* _What you are asked to do_:
Each line from the one that has "of the cable-stayed" through the end of the entries below must be written out exactly; leave out all other lines.

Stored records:
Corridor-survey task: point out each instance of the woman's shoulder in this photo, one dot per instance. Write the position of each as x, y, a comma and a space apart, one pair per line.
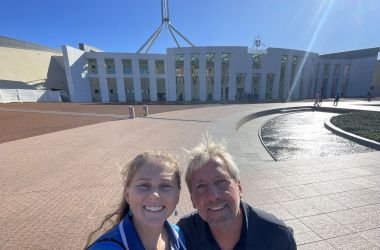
179, 238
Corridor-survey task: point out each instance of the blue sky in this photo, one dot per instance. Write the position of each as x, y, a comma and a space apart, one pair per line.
322, 26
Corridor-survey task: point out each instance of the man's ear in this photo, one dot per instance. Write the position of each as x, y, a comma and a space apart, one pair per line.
126, 194
192, 201
240, 190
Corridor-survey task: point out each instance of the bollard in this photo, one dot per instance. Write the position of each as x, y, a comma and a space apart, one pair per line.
131, 112
145, 109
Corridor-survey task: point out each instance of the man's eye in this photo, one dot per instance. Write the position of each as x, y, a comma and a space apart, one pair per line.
201, 188
166, 187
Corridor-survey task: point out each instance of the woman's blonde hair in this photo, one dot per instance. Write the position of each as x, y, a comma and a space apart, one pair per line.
127, 173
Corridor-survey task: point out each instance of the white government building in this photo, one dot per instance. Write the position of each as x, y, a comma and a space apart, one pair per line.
218, 73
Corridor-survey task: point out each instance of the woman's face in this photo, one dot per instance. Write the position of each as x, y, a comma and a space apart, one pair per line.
153, 193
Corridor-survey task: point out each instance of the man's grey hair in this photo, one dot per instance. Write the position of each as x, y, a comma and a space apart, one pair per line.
209, 150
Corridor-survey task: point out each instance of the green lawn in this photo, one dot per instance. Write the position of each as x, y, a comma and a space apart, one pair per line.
365, 124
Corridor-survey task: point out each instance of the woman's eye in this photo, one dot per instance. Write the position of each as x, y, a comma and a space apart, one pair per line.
222, 184
166, 187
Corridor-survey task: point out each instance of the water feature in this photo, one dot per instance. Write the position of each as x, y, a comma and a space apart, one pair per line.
303, 135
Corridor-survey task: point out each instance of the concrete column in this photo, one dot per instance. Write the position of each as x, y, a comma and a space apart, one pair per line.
102, 79
202, 77
187, 77
136, 80
217, 76
120, 80
152, 79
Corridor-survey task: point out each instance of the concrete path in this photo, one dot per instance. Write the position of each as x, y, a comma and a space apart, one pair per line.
56, 188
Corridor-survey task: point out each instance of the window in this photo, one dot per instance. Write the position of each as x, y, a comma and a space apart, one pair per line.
110, 66
160, 67
127, 66
92, 66
143, 66
256, 61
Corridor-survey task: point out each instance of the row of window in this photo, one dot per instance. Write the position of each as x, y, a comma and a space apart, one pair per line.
109, 66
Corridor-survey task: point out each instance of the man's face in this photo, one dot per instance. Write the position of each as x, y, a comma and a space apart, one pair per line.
214, 193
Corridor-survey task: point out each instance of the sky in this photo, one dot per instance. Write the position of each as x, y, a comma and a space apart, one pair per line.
321, 26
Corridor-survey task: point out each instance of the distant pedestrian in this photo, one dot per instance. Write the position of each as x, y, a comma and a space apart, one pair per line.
316, 102
336, 100
369, 95
320, 98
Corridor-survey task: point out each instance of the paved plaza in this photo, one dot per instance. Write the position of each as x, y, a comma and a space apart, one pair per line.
55, 188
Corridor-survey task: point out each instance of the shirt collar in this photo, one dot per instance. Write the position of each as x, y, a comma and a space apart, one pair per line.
133, 238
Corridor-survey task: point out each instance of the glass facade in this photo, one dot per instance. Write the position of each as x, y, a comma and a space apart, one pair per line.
284, 61
225, 76
256, 86
145, 90
194, 64
180, 80
269, 86
160, 67
143, 67
110, 66
293, 80
92, 67
129, 89
112, 90
256, 61
161, 93
210, 58
326, 72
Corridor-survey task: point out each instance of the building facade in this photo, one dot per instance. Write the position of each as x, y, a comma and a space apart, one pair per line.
218, 73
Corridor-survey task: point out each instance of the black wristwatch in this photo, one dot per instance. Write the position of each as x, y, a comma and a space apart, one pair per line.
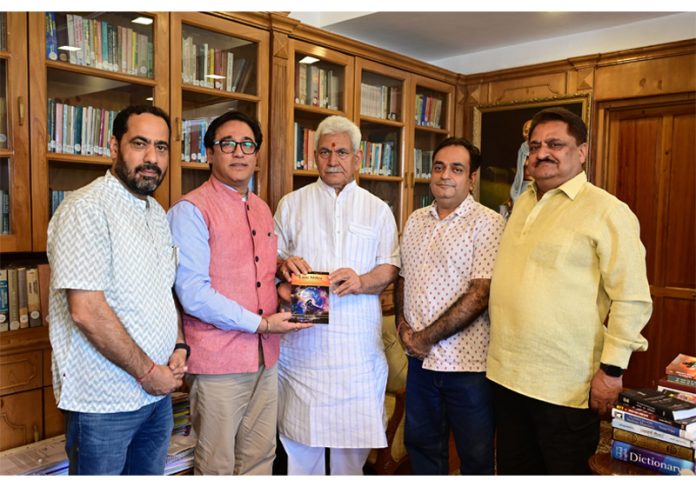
611, 370
183, 346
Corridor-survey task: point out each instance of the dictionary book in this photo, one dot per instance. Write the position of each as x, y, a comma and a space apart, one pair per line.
649, 459
310, 298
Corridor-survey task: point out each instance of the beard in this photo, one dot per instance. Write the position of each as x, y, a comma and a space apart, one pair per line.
134, 180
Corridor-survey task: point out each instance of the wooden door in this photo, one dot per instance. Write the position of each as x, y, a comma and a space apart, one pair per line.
651, 165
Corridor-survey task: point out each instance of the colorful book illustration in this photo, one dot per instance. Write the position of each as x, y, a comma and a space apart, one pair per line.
310, 298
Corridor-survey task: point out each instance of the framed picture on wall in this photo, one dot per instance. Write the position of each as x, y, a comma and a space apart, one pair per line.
498, 133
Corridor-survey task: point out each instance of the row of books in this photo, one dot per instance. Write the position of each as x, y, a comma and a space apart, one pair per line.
378, 158
99, 44
23, 297
422, 163
57, 197
656, 429
304, 148
428, 111
192, 145
81, 130
380, 101
3, 31
5, 215
317, 86
212, 67
424, 200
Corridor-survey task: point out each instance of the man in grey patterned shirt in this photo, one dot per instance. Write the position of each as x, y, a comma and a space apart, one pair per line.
118, 348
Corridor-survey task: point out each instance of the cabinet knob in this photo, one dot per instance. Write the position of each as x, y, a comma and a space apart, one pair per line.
20, 106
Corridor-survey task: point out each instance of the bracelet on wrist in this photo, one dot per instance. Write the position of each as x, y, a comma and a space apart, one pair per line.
141, 379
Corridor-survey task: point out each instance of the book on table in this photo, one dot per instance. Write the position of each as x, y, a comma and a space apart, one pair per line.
658, 402
310, 298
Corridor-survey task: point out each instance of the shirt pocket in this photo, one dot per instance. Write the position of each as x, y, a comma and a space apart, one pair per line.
361, 247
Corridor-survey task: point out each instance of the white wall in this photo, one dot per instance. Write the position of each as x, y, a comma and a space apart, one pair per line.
638, 34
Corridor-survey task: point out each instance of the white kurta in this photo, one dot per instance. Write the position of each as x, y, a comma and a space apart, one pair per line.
332, 377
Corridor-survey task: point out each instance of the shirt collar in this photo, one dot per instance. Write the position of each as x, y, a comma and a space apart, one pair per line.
123, 192
571, 188
332, 191
463, 208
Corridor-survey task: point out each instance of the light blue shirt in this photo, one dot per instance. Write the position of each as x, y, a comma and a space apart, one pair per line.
193, 286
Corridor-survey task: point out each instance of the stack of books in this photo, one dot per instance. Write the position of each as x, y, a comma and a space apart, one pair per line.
655, 429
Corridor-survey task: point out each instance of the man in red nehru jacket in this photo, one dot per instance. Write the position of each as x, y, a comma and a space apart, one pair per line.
225, 283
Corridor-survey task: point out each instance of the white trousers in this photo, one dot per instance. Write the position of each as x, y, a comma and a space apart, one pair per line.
309, 460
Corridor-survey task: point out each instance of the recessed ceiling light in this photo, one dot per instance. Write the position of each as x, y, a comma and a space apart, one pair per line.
142, 20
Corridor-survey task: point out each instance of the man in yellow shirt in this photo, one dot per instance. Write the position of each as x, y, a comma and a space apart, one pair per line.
569, 257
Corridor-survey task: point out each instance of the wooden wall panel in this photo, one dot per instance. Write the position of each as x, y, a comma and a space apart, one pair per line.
646, 78
543, 86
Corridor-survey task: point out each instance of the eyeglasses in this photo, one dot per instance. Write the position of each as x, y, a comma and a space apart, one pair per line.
228, 146
325, 154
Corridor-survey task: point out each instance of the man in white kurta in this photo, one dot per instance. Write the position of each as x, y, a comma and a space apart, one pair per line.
332, 377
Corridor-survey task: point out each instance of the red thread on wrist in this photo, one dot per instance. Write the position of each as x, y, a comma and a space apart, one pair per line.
141, 379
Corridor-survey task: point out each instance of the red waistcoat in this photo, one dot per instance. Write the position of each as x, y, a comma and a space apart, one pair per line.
243, 250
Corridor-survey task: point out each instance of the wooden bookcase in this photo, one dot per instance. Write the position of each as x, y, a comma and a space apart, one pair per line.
238, 81
66, 78
310, 73
433, 121
15, 228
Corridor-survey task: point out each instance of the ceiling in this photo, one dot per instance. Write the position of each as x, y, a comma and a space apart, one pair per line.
433, 36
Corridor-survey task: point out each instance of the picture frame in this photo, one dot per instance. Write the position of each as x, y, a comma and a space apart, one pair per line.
498, 133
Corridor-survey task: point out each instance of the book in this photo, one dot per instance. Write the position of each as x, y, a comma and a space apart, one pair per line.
643, 457
44, 290
684, 429
4, 302
22, 297
657, 402
13, 298
653, 444
310, 298
33, 298
652, 433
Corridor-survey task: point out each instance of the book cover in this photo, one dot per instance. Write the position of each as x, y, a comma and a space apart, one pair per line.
44, 289
13, 296
652, 433
665, 464
658, 402
310, 298
683, 366
33, 298
4, 302
653, 444
22, 297
685, 430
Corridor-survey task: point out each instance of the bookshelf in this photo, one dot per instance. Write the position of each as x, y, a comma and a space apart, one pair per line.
321, 84
383, 117
84, 67
216, 65
433, 121
15, 223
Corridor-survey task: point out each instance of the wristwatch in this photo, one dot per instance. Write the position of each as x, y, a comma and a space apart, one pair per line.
183, 346
611, 370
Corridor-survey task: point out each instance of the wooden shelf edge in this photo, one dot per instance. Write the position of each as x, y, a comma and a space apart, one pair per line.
100, 73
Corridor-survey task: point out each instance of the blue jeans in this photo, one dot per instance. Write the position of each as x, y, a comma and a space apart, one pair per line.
440, 402
127, 443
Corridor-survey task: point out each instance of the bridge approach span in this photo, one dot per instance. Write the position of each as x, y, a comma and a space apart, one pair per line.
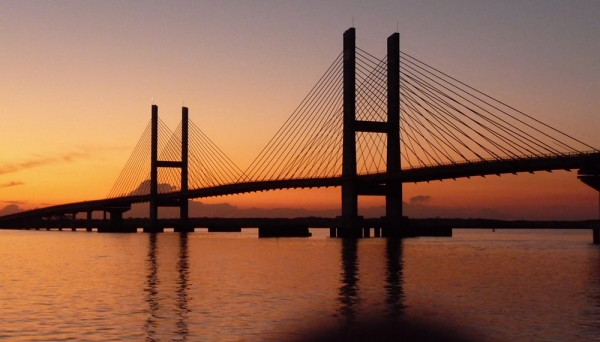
368, 183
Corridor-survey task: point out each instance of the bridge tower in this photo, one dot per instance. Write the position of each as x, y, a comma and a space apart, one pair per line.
351, 188
155, 164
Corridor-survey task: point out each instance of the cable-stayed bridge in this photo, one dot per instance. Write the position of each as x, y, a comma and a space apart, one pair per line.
368, 125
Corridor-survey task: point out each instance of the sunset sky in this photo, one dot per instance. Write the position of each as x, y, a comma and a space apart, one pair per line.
77, 79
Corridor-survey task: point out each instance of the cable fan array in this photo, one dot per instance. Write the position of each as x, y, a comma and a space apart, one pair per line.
442, 121
208, 166
446, 121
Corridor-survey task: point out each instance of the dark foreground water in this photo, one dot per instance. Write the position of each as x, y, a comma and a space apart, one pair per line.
502, 286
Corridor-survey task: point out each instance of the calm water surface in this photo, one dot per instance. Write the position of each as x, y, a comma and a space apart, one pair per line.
502, 286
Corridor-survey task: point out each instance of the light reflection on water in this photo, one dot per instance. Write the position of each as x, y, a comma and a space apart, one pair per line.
506, 285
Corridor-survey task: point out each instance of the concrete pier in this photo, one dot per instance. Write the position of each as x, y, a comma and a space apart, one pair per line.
227, 228
283, 231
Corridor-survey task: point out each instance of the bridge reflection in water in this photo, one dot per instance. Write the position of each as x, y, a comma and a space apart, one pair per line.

* _Solution for this task_:
Corridor-survey task: point out each instance of the cable-stayed bridge in this photo, one dot per instance. Write the position of each as x, y, a comma and a space apart, one pair per line.
368, 125
Corridor-survey task: point out each instance of the sunset sky in this photo, one dot per instance. Write the position of each as x, y, a comma and a space apart, one pair per line.
77, 79
Corridor-survey task: point out each instance of the cable fan array in this photo, one dot per instance. Write the position of each as x, y, a comma and a space apart, one pair per line.
442, 121
208, 166
446, 121
Corridor-survey task: point out each instance of the dark foreground water in this photo, one dot per instance. Write the position of each as x, y, a comma and a space apart, one pair per line.
502, 286
Corridor-survey task: point out each instance of the calm water surface in this photo, one dot per instance. Write the position of each as x, y, a comma and a space apart, one pair per line.
502, 286
Corridor-survey task: point out each instance of the light reflection on water in this photo, one dot per instance. Write the position of each as x, y, a comma and a space apart, one pair per line.
506, 285
Corridor-survey task: point out each instance of the concrete pier in this photo, one dot per instance. Write the position of each as x, y, a comma and a space apart, one pair per line.
227, 228
283, 231
Corridor-survey task: point out each instance of the bridge reflection in water in this photo, one dot per instance. Write the position of each as x, y, a comma and a space apart, one pair per line.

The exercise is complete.